→ WHAT IS REQUIRED: Among the entries below, find the line with "query: the noun phrase to outline: <item>bite", then quote it and each following line up to and including the line with "Draw the outline of every instance of the <item>bite", and nothing else.

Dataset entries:
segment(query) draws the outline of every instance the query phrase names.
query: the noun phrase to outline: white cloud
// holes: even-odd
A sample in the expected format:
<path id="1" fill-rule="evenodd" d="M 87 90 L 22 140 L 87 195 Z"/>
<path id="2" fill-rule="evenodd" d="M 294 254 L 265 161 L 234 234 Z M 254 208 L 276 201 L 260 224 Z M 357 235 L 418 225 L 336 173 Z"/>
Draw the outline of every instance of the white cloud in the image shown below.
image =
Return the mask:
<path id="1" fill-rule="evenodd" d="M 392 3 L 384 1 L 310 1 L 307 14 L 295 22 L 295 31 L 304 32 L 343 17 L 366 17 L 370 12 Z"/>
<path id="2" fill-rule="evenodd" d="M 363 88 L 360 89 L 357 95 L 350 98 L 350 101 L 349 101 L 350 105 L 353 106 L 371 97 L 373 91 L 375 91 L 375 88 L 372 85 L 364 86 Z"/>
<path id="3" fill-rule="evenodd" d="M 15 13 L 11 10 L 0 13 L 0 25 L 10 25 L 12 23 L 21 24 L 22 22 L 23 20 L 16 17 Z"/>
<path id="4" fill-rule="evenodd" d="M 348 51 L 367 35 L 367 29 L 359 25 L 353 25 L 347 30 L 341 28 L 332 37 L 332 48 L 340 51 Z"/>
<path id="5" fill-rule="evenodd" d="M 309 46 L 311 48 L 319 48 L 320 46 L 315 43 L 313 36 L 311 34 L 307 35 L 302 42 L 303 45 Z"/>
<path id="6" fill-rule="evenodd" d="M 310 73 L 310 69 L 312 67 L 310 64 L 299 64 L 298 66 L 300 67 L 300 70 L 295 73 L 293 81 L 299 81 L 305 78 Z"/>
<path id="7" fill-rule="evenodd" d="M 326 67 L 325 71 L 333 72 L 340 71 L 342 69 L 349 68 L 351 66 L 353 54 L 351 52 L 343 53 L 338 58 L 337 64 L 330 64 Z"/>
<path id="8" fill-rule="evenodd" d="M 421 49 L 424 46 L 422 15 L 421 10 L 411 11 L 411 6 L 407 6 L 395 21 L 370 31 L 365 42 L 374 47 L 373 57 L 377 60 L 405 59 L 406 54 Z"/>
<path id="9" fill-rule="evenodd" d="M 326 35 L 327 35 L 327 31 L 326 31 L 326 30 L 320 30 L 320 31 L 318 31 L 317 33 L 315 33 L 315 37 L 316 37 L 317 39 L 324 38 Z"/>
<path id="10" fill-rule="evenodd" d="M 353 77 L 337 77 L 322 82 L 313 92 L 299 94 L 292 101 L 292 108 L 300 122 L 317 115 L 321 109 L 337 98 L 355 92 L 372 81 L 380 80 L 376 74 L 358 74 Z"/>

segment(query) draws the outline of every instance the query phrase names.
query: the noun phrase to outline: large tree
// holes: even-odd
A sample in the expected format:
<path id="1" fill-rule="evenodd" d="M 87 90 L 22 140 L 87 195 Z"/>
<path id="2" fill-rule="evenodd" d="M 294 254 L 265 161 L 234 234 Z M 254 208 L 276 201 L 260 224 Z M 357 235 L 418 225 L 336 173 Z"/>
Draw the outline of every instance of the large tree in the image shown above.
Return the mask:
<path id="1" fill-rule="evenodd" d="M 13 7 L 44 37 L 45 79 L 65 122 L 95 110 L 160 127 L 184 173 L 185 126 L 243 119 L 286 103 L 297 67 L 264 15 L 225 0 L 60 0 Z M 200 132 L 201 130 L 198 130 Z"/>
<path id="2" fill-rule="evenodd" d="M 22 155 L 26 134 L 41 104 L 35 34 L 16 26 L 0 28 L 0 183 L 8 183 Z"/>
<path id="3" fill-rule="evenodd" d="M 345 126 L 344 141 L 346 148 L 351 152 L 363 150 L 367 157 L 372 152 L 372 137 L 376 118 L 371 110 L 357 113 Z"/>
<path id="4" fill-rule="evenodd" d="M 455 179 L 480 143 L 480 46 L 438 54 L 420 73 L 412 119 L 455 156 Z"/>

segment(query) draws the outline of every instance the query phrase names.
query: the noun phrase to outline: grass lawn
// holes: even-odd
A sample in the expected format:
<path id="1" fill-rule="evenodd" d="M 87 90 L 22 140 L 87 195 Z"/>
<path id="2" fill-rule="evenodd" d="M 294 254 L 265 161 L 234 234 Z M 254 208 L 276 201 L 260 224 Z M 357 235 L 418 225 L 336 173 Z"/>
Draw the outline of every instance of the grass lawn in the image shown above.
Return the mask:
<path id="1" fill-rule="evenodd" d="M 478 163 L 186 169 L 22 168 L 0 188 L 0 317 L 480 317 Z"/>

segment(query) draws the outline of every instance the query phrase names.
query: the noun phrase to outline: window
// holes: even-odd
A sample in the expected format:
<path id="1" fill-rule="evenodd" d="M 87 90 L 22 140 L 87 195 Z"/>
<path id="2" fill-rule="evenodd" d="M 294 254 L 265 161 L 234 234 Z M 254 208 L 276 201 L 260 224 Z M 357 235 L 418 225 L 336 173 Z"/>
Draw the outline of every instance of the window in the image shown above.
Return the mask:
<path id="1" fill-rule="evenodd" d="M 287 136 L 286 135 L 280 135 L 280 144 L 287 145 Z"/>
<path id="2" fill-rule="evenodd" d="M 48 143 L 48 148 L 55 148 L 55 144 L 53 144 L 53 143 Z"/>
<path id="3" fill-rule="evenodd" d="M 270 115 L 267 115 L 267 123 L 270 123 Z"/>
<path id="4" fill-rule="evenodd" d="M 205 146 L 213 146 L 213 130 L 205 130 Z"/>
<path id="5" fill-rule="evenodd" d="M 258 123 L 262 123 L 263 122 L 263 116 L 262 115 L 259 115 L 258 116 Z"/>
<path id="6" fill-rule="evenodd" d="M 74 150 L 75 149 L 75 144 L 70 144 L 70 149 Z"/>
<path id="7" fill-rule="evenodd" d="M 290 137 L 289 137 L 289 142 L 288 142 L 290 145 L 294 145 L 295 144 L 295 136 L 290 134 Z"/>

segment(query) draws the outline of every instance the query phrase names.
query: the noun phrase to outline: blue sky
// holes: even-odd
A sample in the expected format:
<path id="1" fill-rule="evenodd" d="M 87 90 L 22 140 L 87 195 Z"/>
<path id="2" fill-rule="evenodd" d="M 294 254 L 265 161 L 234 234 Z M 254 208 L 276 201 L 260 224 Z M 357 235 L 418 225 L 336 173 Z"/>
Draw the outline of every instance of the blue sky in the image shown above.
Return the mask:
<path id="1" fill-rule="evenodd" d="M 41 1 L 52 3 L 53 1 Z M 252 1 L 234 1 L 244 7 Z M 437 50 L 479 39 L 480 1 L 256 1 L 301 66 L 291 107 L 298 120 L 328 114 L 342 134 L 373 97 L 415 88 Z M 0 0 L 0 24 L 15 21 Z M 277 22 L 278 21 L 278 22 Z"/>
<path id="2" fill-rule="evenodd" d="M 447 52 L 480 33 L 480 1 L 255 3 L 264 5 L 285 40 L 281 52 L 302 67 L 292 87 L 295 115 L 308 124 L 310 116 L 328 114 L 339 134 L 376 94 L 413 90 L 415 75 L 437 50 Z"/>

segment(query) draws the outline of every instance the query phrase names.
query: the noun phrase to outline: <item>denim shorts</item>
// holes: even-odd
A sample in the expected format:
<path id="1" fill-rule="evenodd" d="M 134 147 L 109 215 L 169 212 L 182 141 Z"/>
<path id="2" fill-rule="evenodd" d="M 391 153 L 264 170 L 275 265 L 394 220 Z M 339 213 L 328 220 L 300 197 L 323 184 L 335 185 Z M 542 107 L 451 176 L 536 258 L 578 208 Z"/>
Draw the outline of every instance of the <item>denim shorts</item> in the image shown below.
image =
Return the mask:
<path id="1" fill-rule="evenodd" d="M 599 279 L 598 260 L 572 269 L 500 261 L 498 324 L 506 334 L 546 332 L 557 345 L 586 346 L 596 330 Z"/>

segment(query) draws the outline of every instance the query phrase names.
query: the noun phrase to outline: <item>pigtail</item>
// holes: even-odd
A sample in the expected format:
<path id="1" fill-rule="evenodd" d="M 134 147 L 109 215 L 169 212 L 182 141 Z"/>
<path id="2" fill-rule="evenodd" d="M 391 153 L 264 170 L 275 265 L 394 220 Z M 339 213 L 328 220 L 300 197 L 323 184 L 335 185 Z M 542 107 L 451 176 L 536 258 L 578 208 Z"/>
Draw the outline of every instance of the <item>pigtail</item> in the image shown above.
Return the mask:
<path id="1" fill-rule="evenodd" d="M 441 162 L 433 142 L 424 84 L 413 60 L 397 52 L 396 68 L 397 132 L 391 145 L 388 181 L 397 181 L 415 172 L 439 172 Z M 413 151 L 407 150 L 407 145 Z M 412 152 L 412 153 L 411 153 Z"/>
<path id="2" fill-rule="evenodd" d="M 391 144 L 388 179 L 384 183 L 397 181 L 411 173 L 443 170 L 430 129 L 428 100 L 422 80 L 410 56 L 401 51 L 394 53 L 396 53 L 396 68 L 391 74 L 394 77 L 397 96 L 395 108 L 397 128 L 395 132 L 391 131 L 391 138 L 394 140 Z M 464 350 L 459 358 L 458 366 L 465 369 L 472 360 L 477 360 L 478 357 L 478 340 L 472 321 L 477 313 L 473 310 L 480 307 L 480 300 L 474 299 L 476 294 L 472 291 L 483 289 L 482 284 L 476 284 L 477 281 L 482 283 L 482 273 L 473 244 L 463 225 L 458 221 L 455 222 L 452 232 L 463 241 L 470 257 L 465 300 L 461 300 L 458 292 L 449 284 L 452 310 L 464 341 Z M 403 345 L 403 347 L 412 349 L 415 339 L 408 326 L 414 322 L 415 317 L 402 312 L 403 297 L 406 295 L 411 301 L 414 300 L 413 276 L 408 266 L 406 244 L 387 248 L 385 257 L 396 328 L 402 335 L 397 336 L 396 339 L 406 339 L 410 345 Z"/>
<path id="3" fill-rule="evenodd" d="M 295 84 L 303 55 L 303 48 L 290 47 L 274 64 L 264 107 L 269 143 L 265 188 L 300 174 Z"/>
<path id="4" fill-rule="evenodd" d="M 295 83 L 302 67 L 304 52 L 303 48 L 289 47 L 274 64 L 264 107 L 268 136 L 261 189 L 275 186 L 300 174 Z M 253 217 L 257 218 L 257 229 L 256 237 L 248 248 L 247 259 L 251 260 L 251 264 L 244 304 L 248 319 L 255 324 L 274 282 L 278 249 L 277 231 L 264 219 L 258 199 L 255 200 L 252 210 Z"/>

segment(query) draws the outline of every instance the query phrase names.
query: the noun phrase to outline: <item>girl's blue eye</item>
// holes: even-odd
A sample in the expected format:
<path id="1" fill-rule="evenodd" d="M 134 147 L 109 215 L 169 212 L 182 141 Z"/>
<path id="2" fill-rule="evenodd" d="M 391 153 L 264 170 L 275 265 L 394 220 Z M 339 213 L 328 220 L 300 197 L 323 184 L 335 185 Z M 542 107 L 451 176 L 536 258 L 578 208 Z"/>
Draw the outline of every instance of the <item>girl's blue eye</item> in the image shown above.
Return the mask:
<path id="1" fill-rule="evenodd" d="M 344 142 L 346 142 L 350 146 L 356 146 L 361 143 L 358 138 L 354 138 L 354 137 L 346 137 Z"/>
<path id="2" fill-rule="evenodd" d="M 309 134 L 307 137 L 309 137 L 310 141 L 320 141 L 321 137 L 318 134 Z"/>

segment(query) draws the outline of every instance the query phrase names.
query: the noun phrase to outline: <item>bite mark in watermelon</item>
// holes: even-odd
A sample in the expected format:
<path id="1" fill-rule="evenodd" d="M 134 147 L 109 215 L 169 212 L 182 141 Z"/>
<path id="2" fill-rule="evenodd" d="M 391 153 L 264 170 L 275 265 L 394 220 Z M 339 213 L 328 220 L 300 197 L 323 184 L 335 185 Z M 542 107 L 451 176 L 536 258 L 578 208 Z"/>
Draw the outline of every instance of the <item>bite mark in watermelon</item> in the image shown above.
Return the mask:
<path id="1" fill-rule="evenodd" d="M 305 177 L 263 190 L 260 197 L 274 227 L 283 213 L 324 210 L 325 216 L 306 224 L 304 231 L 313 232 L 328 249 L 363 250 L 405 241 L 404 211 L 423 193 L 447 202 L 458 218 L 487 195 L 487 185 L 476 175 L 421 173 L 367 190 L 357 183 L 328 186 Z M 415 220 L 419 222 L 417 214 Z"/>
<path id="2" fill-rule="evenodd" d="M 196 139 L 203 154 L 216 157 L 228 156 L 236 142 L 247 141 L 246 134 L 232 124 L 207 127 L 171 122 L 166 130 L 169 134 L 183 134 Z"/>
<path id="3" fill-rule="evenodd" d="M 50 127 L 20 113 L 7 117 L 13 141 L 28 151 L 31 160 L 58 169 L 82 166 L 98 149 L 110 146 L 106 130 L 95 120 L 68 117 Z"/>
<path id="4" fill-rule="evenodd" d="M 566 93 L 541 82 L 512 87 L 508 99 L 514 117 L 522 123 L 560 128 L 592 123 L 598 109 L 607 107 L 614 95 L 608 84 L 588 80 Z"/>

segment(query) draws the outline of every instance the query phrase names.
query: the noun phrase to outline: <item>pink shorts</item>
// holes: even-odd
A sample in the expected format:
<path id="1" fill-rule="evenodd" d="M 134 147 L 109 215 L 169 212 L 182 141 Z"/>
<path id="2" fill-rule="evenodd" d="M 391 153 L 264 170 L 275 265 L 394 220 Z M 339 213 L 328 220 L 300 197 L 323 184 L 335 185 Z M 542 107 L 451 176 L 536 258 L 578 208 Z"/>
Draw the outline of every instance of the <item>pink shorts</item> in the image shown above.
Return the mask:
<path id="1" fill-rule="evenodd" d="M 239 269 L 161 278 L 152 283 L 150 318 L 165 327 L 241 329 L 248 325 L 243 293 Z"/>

→ OUTPUT OF THE TASK:
query: the noun phrase to outline: <item>bite mark in watermelon</item>
// holes: even-odd
A sample in the expected format:
<path id="1" fill-rule="evenodd" d="M 134 147 L 109 215 L 169 212 L 182 141 Z"/>
<path id="2" fill-rule="evenodd" d="M 391 153 L 264 170 L 275 265 L 394 220 Z M 339 213 L 328 220 L 300 197 L 323 184 L 335 185 Z M 542 107 L 451 176 L 536 258 L 578 208 Z"/>
Draw the outline of every instance of the <item>bite mark in watermelon</item> in the image shown above.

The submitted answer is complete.